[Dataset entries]
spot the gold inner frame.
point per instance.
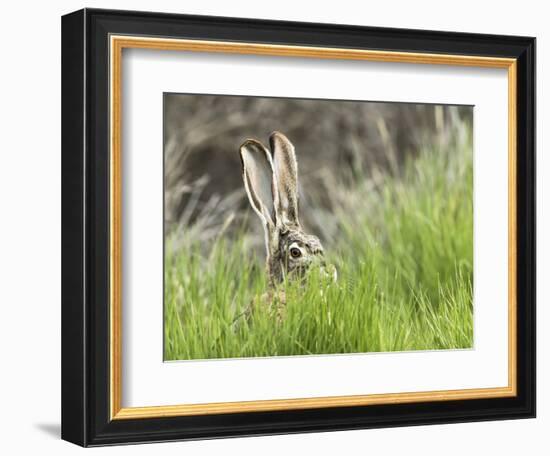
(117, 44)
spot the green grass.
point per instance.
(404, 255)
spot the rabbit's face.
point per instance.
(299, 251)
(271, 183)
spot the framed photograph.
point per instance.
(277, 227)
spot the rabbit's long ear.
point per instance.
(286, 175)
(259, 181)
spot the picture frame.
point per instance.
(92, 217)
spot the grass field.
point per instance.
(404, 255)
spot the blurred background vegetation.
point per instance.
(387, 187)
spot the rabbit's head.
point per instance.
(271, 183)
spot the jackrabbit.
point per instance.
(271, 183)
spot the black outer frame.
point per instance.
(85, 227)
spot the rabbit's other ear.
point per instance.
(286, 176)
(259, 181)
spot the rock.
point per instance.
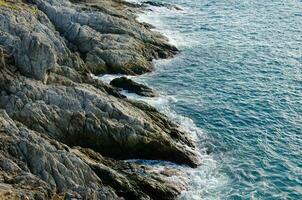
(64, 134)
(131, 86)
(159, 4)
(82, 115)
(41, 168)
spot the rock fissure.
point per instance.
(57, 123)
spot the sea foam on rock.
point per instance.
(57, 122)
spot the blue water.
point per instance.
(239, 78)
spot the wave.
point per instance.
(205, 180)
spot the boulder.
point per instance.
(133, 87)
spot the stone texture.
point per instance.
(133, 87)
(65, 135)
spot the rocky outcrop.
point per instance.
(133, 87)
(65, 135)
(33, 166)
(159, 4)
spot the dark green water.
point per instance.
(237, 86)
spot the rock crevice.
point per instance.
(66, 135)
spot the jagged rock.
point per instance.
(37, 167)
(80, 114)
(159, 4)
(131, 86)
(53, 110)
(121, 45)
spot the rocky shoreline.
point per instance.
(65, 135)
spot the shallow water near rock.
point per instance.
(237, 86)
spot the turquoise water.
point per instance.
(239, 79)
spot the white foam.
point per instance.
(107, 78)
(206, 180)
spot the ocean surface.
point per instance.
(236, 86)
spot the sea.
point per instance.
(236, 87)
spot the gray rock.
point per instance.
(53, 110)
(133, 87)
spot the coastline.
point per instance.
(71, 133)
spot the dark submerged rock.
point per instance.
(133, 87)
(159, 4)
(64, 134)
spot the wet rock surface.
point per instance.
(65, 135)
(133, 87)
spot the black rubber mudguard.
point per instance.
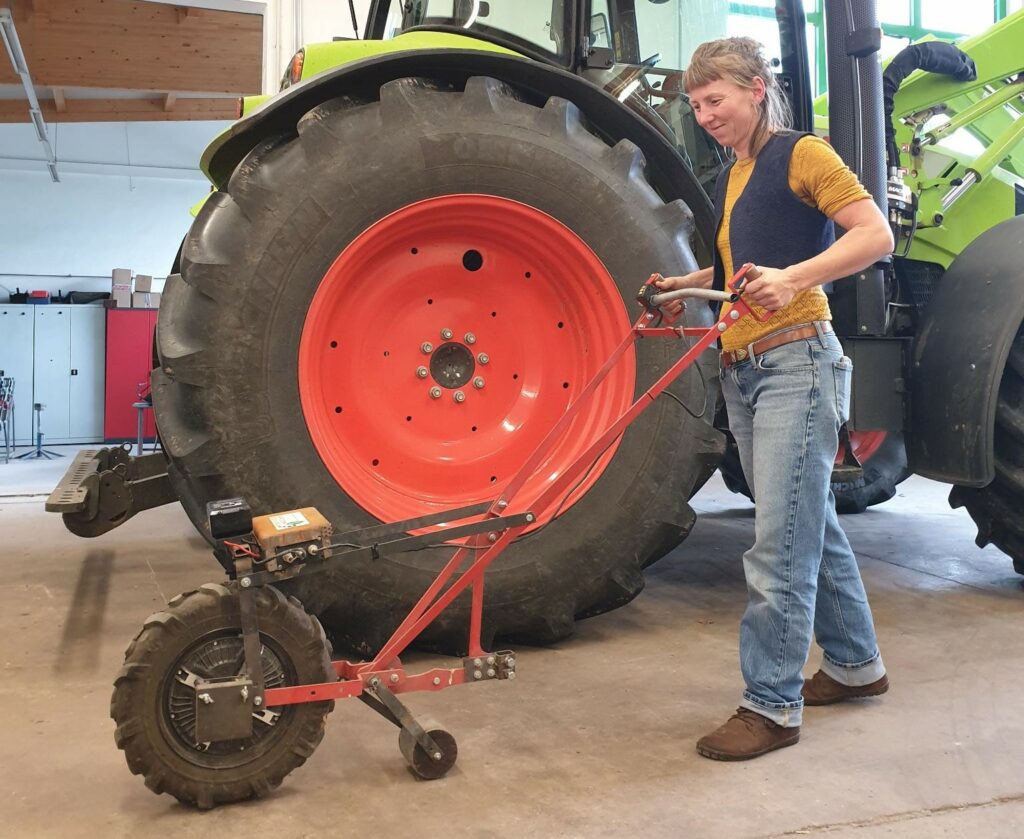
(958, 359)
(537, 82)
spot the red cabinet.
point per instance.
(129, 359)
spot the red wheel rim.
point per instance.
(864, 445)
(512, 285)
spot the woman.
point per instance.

◆ Exercise instructions
Please retype the data exactly, but do not carry over any picture.

◆ Finished exercise
spot the gold inner frame.
point per instance.
(117, 44)
spot the green grass.
point per instance.
(404, 255)
spot the rabbit's face.
point per instance.
(299, 251)
(271, 183)
spot the framed photograph.
point per instance.
(277, 227)
spot the rabbit's long ear.
point per instance.
(286, 175)
(259, 181)
spot the picture frame.
point per instance.
(92, 217)
spot the grass field.
point per instance.
(404, 255)
spot the blurred background vegetation.
point per instance.
(387, 187)
spot the rabbit's head.
point per instance.
(271, 183)
spot the jackrabbit.
point per instance.
(271, 183)
spot the black outer frame.
point per instance.
(85, 227)
spot the rabbit's other ear.
point per instance.
(286, 176)
(259, 181)
spot the rock.
point per instance.
(64, 134)
(131, 86)
(159, 4)
(82, 115)
(41, 168)
spot the rock fissure.
point per instance.
(57, 123)
spot the sea foam on rock.
point per instance.
(57, 122)
spot the blue water.
point per instance.
(239, 78)
spot the wave.
point per instance.
(205, 180)
spot the boulder.
point per instance.
(133, 87)
spot the stone texture.
point per instance.
(133, 87)
(65, 135)
spot the rocky outcrop.
point per instance.
(133, 87)
(65, 135)
(33, 166)
(159, 4)
spot the dark green water.
point per instance.
(237, 86)
spot the rock crevice.
point per instance.
(66, 135)
spot the jagged rock.
point per instance.
(37, 167)
(80, 114)
(159, 4)
(131, 86)
(53, 110)
(121, 45)
spot the rocky shoreline.
point per instance.
(65, 135)
spot the shallow water near rock.
point per instance.
(237, 86)
spot the turquoise water.
point per instance.
(239, 79)
spot the white foam.
point per instance.
(107, 78)
(206, 180)
spot the ocean surface.
point per instance.
(236, 86)
spot the sea.
point per instance.
(236, 87)
spot the gray rock.
point per instance.
(53, 110)
(133, 87)
spot the coastline.
point per instance.
(71, 133)
spot the dark submerged rock.
point per instance.
(133, 87)
(159, 4)
(64, 134)
spot the wet rock surface.
point per instance.
(65, 135)
(133, 87)
spot the black rubber mudguard.
point per instance.
(958, 359)
(537, 82)
spot the red cabinet.
point per instance.
(129, 359)
spot the red wheel rim.
point per instance.
(864, 445)
(512, 285)
spot the woman.
point per instance.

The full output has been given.